# WHAT IS NEEDED:
Reproduce exactly the lines below, starting with the line that contains "[spot] the window" and ending with the last line of the records, both included, and nothing else.

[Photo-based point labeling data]
## START

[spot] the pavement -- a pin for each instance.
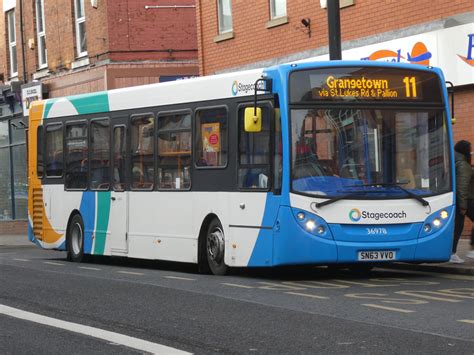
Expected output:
(467, 268)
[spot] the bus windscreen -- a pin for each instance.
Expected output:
(364, 84)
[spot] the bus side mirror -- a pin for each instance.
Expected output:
(253, 119)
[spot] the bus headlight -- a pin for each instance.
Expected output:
(312, 223)
(437, 221)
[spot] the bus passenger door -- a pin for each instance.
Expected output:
(254, 207)
(119, 195)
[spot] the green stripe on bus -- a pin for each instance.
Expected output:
(103, 213)
(90, 103)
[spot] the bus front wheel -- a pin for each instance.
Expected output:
(75, 239)
(215, 248)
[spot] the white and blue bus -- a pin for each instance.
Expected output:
(318, 163)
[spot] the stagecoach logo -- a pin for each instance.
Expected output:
(242, 88)
(355, 215)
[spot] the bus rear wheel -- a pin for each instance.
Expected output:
(215, 248)
(75, 239)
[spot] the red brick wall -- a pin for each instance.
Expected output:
(252, 42)
(151, 34)
(119, 30)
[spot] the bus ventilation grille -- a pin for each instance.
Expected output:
(38, 213)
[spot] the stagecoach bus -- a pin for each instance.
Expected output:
(317, 163)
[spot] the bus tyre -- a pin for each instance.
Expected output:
(75, 240)
(215, 248)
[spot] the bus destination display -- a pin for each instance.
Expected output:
(364, 84)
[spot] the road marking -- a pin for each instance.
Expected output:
(307, 295)
(237, 285)
(52, 263)
(111, 337)
(388, 308)
(179, 278)
(470, 321)
(131, 273)
(89, 268)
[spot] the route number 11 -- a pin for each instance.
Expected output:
(410, 92)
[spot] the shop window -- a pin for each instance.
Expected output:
(174, 151)
(119, 158)
(142, 147)
(80, 18)
(39, 149)
(100, 155)
(224, 14)
(12, 43)
(277, 9)
(41, 34)
(254, 154)
(76, 156)
(211, 137)
(54, 160)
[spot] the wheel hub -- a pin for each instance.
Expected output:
(215, 245)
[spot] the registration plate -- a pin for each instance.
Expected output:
(376, 255)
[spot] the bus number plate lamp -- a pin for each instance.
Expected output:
(253, 115)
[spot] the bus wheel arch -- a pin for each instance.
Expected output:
(75, 237)
(211, 246)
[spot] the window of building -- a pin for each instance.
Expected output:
(211, 137)
(100, 154)
(76, 156)
(54, 150)
(277, 9)
(39, 148)
(254, 153)
(12, 43)
(41, 34)
(120, 146)
(224, 14)
(142, 147)
(174, 151)
(81, 38)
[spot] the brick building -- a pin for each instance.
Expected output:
(82, 46)
(238, 34)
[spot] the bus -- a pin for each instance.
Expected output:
(312, 163)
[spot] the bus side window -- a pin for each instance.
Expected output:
(100, 154)
(142, 146)
(54, 159)
(119, 145)
(254, 154)
(211, 137)
(174, 151)
(77, 165)
(39, 150)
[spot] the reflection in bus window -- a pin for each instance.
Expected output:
(142, 147)
(54, 150)
(254, 153)
(100, 155)
(174, 151)
(76, 156)
(211, 137)
(119, 158)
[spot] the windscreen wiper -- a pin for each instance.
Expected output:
(398, 185)
(355, 193)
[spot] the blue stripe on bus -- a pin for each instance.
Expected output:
(87, 210)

## END

# THE SOLUTION:
[spot] the window of building -- a pin for each instance.
Expected output:
(211, 137)
(100, 154)
(76, 156)
(54, 150)
(277, 9)
(39, 148)
(254, 153)
(12, 43)
(41, 34)
(120, 146)
(224, 14)
(142, 147)
(174, 151)
(81, 38)
[spot] the brick building -- a pin for each instance.
Expected output:
(82, 46)
(238, 34)
[spot] the bus -- a pin for each instance.
Expected output:
(312, 163)
[spot] the bus side window -- a pin for each instance.
Expected output:
(100, 154)
(142, 146)
(54, 159)
(119, 145)
(254, 154)
(211, 137)
(174, 151)
(77, 165)
(39, 150)
[spot] the reflection in bus window -- a pin for each instance.
Expected output:
(142, 147)
(54, 150)
(254, 153)
(100, 155)
(174, 151)
(76, 156)
(211, 137)
(119, 158)
[spot] the windscreen wiper -- a pin for each instance.
Expected output:
(398, 185)
(355, 193)
[spot] the blue stripe on bus -- a pin for each instance.
Expected output:
(87, 210)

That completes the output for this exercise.